Direction A >>
Could you shorten the paragraph that begins "The group's concern for wild cats" in the passage on the Feline Conservation Federation while keeping its main facts?

---------------

Primarily focused on education, in situ conservation, and captive breeding to protect against extinction, the Feline Conservation Federation has developed a well-respected Wild Felid Husbandry Course and other courses and workshops intended to teach best practices to individuals who own or work with wild cats. The group also welcomes guest speakers and course instructors at its annual conference. Other topics covered in these courses include contingency planning resources, responsible use of these species as educational outreach animals in wildlife education programs, informed advocacy in legislative and regulatory platforms, and use of safety equipment like chemical capture devices.

In response to the issues that surround big cats, the FCF board of directors approved a "Policy on Big Cats" that discourages ownership by novices and those lacking proper facilities, knowledge and resources.

The group's concern for wild cats extends beyond those in captivity and the Feline Conservation Federation awards grants for research and conservation of felines in the wild. In the 20 years from 2000 to 2020, the group has contributed tens of thousands of dollars to in situ conservation efforts, with a focus on supporting the chronically underfunded small wild cat species.

---------------

Direction B >>
In the records below, how many lines contain the string "face" with matching case? Reply with the number only.

---------------

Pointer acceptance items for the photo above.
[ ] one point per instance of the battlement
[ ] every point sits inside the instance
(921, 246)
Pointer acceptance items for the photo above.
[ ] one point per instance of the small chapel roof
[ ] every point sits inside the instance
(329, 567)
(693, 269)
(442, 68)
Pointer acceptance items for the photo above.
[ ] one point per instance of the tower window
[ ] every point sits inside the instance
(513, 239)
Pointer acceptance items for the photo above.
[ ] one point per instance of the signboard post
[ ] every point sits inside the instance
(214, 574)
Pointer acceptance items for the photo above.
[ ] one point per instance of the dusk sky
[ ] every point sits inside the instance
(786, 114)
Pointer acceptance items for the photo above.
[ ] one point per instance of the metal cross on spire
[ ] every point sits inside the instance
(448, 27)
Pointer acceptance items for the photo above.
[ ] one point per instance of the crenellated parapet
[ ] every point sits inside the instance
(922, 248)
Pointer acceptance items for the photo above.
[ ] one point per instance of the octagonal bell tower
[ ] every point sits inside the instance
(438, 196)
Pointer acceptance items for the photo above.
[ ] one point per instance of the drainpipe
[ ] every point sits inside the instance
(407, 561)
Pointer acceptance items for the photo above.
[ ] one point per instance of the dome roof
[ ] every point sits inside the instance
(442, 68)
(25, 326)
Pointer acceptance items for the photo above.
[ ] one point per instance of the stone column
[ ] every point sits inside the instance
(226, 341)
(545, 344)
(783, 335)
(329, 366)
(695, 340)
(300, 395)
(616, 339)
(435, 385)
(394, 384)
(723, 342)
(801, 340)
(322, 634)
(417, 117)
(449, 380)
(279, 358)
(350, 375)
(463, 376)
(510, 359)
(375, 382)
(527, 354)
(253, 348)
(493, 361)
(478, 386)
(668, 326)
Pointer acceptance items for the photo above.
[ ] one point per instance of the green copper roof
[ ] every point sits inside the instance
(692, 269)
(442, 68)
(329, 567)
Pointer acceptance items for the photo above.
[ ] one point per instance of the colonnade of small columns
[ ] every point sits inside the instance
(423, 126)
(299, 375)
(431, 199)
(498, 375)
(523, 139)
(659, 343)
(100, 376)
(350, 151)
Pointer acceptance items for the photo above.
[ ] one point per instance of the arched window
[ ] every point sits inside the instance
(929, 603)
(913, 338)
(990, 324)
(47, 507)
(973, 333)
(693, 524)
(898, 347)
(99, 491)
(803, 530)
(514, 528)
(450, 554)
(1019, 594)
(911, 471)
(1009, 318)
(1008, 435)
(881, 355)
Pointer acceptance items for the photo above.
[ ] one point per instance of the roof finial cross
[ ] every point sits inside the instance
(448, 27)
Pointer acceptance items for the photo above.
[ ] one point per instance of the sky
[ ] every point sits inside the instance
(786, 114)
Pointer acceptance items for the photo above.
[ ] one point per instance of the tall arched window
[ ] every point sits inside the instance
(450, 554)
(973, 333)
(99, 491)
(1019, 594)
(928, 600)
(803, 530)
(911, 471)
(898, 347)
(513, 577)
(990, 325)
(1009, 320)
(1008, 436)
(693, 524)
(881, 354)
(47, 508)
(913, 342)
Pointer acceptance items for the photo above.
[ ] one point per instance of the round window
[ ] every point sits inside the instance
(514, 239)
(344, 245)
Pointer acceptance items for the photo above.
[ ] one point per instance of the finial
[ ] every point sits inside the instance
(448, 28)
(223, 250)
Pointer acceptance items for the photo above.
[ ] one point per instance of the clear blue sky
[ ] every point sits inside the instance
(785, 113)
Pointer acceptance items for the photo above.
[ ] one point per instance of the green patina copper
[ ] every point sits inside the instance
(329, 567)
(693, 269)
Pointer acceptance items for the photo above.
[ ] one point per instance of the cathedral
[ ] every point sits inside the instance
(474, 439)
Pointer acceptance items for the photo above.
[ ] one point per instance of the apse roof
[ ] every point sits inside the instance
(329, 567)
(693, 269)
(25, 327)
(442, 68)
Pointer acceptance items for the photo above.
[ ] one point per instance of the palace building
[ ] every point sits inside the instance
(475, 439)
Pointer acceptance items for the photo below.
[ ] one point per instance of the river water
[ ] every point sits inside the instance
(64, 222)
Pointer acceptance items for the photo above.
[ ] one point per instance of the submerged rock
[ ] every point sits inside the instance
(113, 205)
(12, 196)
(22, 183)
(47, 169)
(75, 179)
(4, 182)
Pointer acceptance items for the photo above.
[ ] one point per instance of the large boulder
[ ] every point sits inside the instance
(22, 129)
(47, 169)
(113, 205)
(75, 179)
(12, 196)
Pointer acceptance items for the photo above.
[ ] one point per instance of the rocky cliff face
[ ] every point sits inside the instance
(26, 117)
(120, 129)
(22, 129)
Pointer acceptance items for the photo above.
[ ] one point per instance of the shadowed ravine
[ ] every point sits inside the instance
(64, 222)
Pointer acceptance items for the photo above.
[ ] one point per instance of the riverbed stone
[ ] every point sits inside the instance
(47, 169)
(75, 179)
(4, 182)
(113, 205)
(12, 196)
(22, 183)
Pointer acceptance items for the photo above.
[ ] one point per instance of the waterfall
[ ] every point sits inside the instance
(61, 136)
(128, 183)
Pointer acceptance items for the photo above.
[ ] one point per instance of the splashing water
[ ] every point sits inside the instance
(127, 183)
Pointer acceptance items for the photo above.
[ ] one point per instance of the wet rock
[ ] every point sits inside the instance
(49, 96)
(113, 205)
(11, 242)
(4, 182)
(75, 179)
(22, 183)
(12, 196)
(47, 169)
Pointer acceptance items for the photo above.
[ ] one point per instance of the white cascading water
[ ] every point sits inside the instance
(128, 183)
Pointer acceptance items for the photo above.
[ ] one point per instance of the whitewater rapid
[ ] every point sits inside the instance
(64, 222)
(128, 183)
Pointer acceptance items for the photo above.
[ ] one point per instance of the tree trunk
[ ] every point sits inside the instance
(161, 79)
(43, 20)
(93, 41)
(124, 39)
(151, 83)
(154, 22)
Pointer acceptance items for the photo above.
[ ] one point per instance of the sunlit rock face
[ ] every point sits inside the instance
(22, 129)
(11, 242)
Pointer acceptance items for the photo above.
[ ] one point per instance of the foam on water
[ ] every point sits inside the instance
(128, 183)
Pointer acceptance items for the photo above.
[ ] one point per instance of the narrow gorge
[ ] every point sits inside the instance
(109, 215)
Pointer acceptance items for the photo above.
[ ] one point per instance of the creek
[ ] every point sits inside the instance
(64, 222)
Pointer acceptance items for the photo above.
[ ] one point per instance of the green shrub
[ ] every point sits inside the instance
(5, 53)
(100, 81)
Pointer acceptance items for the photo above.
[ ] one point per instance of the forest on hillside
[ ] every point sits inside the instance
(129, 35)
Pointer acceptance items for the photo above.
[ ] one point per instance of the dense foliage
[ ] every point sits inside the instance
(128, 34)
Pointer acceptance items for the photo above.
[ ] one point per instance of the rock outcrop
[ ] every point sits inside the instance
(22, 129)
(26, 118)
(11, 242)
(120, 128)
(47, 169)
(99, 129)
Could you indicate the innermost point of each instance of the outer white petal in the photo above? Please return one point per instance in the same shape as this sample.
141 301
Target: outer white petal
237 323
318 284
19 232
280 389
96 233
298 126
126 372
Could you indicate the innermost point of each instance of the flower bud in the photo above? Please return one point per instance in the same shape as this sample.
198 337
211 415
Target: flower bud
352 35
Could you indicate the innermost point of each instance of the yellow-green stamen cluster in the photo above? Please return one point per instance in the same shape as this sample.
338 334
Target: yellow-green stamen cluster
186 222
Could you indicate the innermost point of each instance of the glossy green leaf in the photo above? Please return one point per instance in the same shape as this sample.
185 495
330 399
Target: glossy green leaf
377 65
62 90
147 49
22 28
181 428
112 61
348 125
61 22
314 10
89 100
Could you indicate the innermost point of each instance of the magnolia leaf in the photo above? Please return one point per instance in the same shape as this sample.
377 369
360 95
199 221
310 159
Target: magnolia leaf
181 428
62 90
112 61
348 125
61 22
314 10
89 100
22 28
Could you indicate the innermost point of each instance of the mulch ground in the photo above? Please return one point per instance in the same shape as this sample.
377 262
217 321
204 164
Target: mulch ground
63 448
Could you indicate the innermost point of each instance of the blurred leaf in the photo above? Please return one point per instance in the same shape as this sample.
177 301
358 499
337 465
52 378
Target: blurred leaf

---------------

Complete output A >>
The Feline Conservation Federation also gives grants for research on and conservation of wild felines. From 2000 to 2020, it contributed tens of thousands of dollars to in situ conservation, focusing on small wild cat species that are chronically underfunded.

Complete output B >>
2